OBJECTIVE
Please repeat, word for word, the part of the items below that opens with their first line and closes with the line containing "column 536, row 319", including both of those lines.

ENTRIES PROVIDED
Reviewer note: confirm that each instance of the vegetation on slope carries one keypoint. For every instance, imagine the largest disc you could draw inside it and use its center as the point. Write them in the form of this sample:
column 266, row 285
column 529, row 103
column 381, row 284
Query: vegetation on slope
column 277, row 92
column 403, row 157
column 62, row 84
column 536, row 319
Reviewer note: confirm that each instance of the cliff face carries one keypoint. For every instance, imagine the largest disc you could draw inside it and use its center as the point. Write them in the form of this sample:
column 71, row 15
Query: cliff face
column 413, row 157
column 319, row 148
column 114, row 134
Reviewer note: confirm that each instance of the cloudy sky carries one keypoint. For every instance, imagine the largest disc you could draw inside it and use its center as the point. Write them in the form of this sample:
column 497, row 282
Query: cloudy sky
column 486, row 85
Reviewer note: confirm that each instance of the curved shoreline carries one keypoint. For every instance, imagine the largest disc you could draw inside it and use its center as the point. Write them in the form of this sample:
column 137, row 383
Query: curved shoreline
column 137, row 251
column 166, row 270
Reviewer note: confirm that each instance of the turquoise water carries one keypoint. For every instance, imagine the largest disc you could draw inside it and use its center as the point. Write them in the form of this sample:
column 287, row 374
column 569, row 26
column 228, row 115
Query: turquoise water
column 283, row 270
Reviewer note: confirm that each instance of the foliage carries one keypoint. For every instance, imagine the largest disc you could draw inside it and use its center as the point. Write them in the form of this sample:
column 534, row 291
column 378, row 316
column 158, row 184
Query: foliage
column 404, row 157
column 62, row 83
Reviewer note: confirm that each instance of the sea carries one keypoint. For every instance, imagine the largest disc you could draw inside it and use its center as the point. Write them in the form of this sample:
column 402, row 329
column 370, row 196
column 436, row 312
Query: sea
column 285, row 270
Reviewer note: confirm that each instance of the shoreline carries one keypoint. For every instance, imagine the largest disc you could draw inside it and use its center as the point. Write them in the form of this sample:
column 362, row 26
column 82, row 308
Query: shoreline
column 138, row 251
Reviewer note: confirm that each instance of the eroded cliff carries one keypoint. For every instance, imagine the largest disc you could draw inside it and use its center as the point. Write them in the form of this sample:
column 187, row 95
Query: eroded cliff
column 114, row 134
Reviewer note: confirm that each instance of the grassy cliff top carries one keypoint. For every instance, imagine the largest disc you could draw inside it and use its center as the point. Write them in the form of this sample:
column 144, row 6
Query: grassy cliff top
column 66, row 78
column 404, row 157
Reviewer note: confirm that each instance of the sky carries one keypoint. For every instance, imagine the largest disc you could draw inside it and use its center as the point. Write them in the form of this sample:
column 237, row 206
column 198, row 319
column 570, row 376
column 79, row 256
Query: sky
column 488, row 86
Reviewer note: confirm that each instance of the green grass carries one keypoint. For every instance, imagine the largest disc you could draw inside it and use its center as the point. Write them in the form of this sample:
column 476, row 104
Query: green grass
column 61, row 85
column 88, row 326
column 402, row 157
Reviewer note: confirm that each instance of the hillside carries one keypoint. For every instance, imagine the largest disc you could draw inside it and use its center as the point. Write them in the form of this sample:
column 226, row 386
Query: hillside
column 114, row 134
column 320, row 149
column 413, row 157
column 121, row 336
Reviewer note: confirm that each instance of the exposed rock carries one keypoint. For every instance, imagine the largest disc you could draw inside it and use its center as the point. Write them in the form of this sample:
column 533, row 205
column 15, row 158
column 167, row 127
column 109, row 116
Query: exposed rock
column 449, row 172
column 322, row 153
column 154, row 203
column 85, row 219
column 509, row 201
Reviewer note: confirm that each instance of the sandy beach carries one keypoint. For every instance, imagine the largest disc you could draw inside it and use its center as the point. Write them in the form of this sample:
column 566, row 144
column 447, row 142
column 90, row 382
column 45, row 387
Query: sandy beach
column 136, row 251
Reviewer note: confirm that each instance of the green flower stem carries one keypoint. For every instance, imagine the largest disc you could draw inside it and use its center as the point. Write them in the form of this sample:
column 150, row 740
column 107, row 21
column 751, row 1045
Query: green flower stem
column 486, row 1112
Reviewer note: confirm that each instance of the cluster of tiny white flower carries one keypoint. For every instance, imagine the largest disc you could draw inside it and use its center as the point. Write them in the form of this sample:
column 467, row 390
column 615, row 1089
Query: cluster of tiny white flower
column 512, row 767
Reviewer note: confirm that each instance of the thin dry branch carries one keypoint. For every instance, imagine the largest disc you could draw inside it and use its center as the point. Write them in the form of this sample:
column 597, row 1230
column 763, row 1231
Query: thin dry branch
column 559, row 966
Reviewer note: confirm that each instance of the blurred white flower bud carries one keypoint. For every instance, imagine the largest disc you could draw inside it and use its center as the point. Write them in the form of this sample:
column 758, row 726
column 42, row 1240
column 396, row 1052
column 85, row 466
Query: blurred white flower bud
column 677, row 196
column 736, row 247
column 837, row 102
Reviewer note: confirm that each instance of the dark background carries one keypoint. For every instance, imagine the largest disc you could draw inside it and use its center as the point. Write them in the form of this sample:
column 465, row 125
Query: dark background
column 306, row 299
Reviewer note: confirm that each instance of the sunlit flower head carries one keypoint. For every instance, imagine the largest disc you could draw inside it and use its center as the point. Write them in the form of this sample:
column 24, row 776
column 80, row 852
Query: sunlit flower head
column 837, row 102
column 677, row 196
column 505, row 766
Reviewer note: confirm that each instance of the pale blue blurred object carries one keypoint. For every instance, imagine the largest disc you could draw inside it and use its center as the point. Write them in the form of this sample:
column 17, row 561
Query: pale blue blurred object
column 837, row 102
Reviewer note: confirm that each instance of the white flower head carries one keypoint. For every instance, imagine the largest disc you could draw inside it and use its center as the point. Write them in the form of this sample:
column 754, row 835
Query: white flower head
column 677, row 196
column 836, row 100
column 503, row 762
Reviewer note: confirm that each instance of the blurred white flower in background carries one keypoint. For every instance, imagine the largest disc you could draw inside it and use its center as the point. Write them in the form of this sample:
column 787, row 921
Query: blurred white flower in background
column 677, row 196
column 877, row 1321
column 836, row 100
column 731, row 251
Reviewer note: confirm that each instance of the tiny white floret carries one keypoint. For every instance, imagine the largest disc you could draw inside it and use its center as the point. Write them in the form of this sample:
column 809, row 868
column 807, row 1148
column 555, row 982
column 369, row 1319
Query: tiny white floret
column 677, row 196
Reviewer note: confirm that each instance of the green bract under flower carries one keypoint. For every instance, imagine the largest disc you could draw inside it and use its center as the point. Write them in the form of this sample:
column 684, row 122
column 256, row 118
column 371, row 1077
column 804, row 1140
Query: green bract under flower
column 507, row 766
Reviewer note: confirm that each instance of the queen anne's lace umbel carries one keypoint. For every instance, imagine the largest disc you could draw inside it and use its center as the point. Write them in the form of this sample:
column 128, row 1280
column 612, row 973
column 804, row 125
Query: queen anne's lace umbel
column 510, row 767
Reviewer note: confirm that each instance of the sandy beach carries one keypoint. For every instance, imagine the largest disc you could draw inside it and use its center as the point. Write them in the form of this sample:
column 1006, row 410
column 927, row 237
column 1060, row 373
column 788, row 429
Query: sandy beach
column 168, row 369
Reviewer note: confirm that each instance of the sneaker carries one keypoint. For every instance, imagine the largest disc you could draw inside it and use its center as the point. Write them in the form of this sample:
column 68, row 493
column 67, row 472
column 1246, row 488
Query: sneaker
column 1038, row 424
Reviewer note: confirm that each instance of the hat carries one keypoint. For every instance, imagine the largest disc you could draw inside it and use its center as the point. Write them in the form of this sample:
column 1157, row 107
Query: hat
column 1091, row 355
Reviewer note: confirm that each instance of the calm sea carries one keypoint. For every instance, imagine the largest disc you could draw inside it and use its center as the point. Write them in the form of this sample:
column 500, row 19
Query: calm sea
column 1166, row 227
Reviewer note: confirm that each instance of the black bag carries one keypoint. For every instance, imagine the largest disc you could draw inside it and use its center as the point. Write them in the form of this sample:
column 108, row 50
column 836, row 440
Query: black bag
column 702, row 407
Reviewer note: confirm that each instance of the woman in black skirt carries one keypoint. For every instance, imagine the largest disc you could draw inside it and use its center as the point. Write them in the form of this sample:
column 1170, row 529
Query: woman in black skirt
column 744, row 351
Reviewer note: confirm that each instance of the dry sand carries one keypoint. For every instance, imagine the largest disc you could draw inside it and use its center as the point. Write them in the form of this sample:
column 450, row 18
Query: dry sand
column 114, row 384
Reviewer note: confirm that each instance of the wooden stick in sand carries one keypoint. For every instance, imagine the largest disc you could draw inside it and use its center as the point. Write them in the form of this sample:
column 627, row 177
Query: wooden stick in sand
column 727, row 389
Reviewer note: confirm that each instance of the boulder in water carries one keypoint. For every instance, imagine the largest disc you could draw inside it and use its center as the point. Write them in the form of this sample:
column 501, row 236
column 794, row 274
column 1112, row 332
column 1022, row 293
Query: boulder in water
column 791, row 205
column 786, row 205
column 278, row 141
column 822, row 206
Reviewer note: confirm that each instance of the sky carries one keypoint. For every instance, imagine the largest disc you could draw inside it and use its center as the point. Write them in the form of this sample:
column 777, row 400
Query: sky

CORRECT OUTPUT
Reviewer note: confirm that each instance of the vegetation on slope carries one keypoint. For every instance, imagine the largest disc you could draw inside it and use its center as the point. Write them in the form of this sample:
column 266, row 285
column 529, row 103
column 381, row 284
Query: vegetation on slope
column 277, row 92
column 403, row 157
column 62, row 84
column 536, row 319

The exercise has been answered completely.